→ Exercise instructions: In the material below, begin at the line that has "Pick out the hazy" and stop after the line that has "Pick out the grassy". Write those lines out again, replacing "bank" with "slope" and keeping everything else unchanged.

→ Information provided:

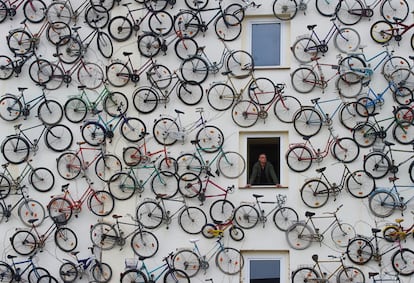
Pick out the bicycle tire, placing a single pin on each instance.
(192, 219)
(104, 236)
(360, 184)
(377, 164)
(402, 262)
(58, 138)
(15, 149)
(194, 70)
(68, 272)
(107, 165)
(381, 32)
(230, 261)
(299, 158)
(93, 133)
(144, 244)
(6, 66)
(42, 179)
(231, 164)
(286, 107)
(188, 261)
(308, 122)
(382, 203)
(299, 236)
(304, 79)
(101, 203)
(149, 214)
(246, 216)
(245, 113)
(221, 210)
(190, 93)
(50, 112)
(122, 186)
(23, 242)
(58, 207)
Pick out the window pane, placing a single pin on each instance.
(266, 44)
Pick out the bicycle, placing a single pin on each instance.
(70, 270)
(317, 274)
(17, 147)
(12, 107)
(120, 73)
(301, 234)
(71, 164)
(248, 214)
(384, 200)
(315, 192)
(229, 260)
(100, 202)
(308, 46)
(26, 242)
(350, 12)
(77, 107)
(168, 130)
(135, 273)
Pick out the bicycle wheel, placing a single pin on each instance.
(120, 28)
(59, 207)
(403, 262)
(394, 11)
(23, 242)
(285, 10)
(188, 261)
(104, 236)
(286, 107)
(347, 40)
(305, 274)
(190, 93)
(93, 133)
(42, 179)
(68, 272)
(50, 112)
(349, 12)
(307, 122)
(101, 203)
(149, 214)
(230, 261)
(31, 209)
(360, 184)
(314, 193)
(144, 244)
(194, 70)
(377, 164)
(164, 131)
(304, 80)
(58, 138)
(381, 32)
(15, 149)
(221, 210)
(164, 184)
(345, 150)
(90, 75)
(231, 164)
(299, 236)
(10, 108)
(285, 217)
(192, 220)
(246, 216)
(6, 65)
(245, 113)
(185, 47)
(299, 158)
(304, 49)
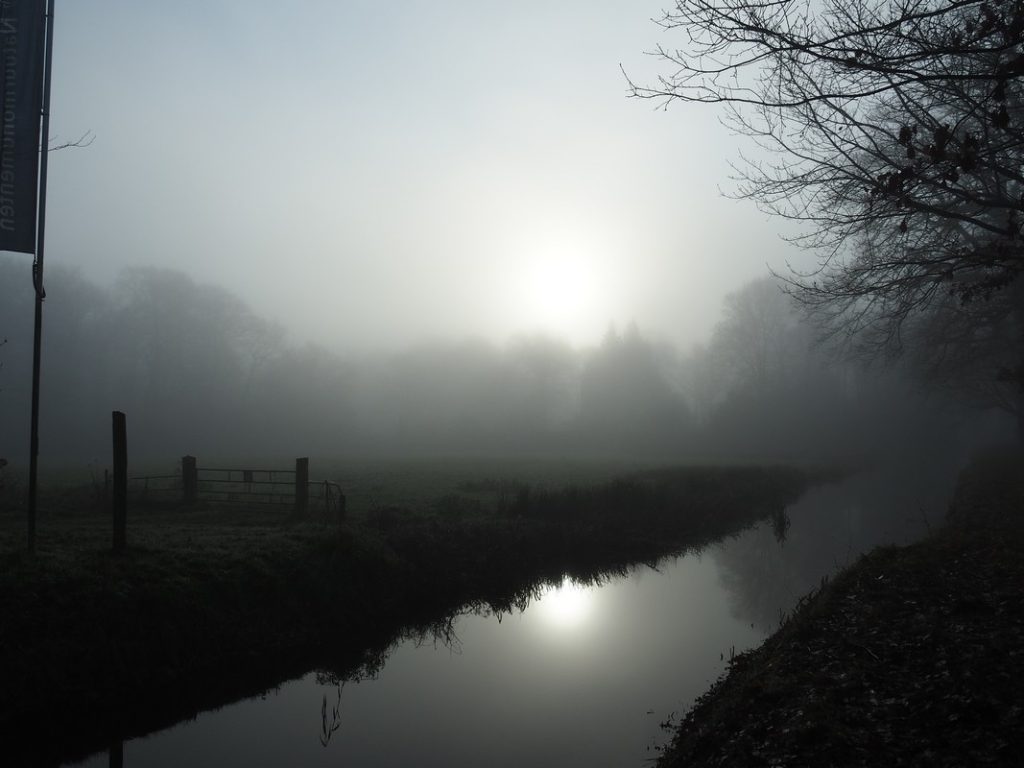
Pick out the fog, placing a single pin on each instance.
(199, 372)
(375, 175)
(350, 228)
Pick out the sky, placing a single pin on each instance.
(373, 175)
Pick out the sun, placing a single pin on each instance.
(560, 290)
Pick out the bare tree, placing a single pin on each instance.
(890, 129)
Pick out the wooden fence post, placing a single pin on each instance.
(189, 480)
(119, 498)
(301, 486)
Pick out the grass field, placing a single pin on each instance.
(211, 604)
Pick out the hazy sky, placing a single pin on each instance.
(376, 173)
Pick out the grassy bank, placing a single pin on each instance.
* * *
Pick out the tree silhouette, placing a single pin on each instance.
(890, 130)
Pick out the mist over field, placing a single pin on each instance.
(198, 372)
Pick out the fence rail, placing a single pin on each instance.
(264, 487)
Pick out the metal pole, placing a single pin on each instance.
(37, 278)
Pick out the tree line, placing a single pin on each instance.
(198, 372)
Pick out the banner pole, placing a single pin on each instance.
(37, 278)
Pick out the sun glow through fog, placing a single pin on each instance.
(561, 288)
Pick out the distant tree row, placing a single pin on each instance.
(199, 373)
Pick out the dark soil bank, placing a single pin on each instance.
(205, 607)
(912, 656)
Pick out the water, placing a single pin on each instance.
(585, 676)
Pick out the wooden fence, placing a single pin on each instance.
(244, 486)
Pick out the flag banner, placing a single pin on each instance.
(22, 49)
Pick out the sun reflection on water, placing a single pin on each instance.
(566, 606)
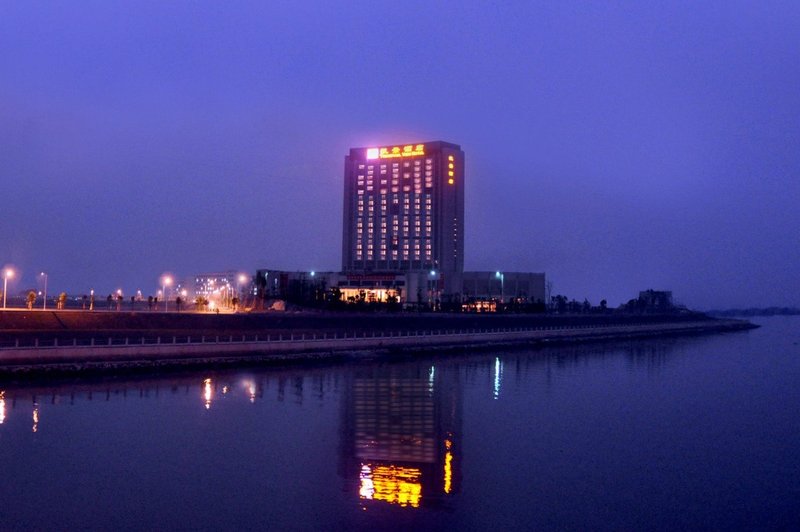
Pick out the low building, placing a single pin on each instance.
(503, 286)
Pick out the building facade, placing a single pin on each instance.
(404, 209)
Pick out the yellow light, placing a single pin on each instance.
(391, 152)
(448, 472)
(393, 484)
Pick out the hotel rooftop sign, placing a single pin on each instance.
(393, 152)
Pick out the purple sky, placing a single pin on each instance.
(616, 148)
...
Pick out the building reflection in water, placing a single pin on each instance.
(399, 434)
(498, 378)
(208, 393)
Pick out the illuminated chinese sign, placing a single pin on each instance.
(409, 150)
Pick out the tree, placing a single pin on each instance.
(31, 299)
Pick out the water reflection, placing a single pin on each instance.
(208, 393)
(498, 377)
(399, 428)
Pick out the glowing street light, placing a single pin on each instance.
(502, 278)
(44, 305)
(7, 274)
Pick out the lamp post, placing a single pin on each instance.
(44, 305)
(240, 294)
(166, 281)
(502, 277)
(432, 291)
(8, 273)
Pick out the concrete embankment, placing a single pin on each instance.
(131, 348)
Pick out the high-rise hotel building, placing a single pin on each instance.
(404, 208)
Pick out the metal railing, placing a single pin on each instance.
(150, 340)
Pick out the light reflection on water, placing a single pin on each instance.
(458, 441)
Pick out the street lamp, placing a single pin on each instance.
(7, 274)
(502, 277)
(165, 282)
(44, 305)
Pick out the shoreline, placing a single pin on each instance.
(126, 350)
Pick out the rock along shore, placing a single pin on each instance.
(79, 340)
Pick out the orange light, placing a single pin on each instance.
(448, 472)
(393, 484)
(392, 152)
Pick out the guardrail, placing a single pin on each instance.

→ Correct response:
Pick out the hazy sky, placing a single pin on each instance.
(376, 173)
Pick out the grassy slope, placing a single pin on each instance.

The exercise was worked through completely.